Raw records:

···

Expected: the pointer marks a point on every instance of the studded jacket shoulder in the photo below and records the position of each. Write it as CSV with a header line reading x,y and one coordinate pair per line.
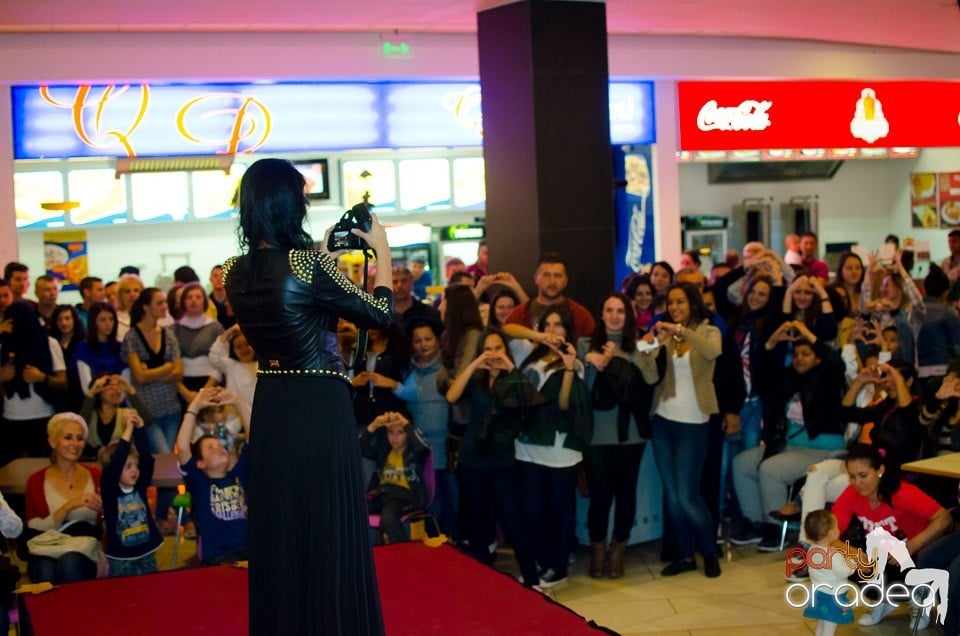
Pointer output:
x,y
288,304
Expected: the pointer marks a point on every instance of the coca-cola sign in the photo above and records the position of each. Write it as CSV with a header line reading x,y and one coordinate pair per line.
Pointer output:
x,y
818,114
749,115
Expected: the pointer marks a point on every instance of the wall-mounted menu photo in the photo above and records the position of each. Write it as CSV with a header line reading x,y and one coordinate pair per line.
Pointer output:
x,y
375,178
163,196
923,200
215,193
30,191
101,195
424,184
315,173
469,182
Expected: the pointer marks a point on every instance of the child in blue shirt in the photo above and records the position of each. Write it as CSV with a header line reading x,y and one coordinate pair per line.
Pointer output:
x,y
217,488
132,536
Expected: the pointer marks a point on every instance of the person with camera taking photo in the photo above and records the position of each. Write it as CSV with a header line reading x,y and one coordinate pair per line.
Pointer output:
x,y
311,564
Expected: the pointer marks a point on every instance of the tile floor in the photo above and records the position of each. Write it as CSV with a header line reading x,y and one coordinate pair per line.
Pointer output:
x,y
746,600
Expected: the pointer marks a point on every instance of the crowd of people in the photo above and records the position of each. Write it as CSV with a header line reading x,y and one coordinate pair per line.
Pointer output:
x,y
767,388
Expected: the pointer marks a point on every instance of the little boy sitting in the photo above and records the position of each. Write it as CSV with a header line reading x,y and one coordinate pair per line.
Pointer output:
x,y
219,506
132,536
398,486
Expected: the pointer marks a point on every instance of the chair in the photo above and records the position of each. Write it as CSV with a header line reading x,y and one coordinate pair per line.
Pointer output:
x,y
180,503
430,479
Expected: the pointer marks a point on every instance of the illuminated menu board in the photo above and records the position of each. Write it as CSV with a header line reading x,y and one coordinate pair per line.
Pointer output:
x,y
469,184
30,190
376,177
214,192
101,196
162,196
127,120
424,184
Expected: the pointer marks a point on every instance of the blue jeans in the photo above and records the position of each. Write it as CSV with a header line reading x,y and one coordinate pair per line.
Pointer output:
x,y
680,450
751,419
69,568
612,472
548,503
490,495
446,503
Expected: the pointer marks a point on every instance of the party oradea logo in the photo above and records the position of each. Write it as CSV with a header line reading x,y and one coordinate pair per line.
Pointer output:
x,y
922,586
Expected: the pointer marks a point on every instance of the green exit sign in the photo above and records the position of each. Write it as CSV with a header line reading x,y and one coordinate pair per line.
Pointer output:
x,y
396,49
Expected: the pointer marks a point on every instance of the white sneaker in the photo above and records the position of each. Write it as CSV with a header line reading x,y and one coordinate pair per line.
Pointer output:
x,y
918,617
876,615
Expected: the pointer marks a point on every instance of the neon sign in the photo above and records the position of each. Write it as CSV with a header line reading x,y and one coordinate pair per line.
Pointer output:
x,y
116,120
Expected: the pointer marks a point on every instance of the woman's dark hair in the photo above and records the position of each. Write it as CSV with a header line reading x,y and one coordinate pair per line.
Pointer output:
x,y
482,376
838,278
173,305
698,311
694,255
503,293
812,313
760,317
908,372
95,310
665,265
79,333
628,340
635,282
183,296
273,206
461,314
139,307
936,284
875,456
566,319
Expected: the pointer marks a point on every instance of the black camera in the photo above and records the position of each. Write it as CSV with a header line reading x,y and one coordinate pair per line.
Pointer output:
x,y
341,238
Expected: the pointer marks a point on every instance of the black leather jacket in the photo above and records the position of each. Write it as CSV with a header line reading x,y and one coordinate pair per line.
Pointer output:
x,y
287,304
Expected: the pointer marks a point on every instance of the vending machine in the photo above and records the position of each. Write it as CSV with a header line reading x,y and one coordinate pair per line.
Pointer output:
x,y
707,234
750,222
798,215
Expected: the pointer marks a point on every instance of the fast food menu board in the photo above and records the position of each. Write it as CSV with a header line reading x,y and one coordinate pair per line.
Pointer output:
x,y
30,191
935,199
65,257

···

== EXERCISE ==
Return all of the records above without any changes, line for line. Leave the pictures out.

== FINAL RESULT ==
Expected: the pointer marks a point on every instance of the studded jacket shoulder in the photo below and records the position of each. Write it as CSV with a header line reading x,y and one coordinate pair per line.
Pointer output:
x,y
288,304
Expected: the pointer marks a point on every instance of the coca-cola sign in the photo above and records the position of each. Write it as CSV with a header line reading x,y and one coordinate pair per line.
Pointer output:
x,y
818,114
749,115
Expected: the pointer marks a point on every instance of the wall-mounted menu photo in the photo above and records the position of each. Write it as CSV with a header line reading x,y and one coordinate pair per line.
Pointer output:
x,y
375,178
163,196
923,200
215,193
30,191
101,195
424,184
315,173
469,182
Expected: the pointer marks a point on every instance of the child in blue shirt in the photo above and records the position of each. Write it as CSV with a header line reading x,y and one coordinate pair per line.
Pointer output:
x,y
217,488
132,536
Expected: the pointer marks a point on every instance of the person with camera taking photo in the photo above and records the position of each. Write it as CSV with a header line reading x,y and one coordinate pair per line.
Pointer output:
x,y
311,564
Expected: the pointer marks a point on every instance of the tile floor in the photo above and records the position of each. Write it as CSV with a header line reading x,y and one coordinate pair per line.
Pointer output:
x,y
746,600
Expected: the pointer marks a point on every instance of the crowd of people in the photo above and records the position of each. Write it as CSV with a header line reading x,y and one coordinate pair per line.
Pointer output:
x,y
767,388
Expected: the pointer marks a point on every instance of the little boy sitting in the photo above and records the position of each. Write it as CSV with a header line reading x,y and one coordinate pair per line.
Pointer output:
x,y
219,506
132,536
398,486
Expected: the pointer marks a point on every instance of the chair in the photo above and records the position of each. Write it as CSV with a header line reading x,y and one coordinate pair per line.
Pointer output:
x,y
180,503
430,479
Expected: the pointer marks a point on every instance of the illuminated menu board in the photo above and records the position of each. Write it as CSV with a header line reading x,y and one coordinate pair per line.
Pointer output:
x,y
469,184
30,190
376,177
214,192
101,196
162,196
127,120
424,184
Expected: the pointer marks a point on every instance of the blue jeans in the photo above and records the position of each. Write it as CSV with a header line reading x,y and one coordinate pair per line.
Pointer output:
x,y
680,450
751,419
69,568
612,472
548,503
490,495
446,503
Expected: the pointer marks a point on every instance of the party oradea logo in the photo above and records the position of each. Write it as CSV with a header line reading x,y and one coordinate pair per line.
Pointer output:
x,y
922,586
Expected: the pointer marks a point on every instance of the green exit sign in the photo above and records the position of each. Write it as CSV with a header line reading x,y and one coordinate pair per line.
Pointer output:
x,y
396,49
Expected: the pointer marks a point on every instance of the white sneaker in the photo above and records the position of each. Write it as CSV with a header line reading x,y and one coordinate pair per line.
Pointer output:
x,y
918,617
876,615
Expected: the pointer marks a point on every instance of the neon sign in the photo above and records the position of each. Write it as CSV with a header line reading x,y and one coordinate pair per line.
Pointer output:
x,y
116,120
Expected: the pointer marks a point on every instance of the woman's dark hair in the photo above and records the position of each. Write it as CSV with a header line reading x,y and one coordinate pair per line.
Pointer output:
x,y
482,376
838,278
173,305
698,311
694,255
503,293
812,313
760,317
908,372
95,310
665,265
79,333
628,340
635,282
183,296
273,206
461,314
139,307
936,284
875,456
566,319
Expected: the pointer marks a point on every instance of the black camera in the photo above and records the position of each. Write it as CSV with a header line reading x,y and one coordinate pair per line.
Pointer output:
x,y
341,238
Expected: the pointer marks a point on every instance of the black leather jacket in the photo above and records the position of each. Write it as CSV with a header line reading x,y and one coordinate pair per line.
Pointer output:
x,y
287,304
Expected: the pointer marks a point on every instance of the vending machine in the photo above and records the position of each. Write it as CSV with a header line reading x,y and one coordinate pair per line.
Pointer output:
x,y
707,234
750,222
798,215
Expected: the pointer marks a point on every instance of the fast food menu board in the photo above and records the position of each. Write it as CSV with a header line reading x,y and one coordinate pair per line.
Pointer output:
x,y
30,191
935,199
65,257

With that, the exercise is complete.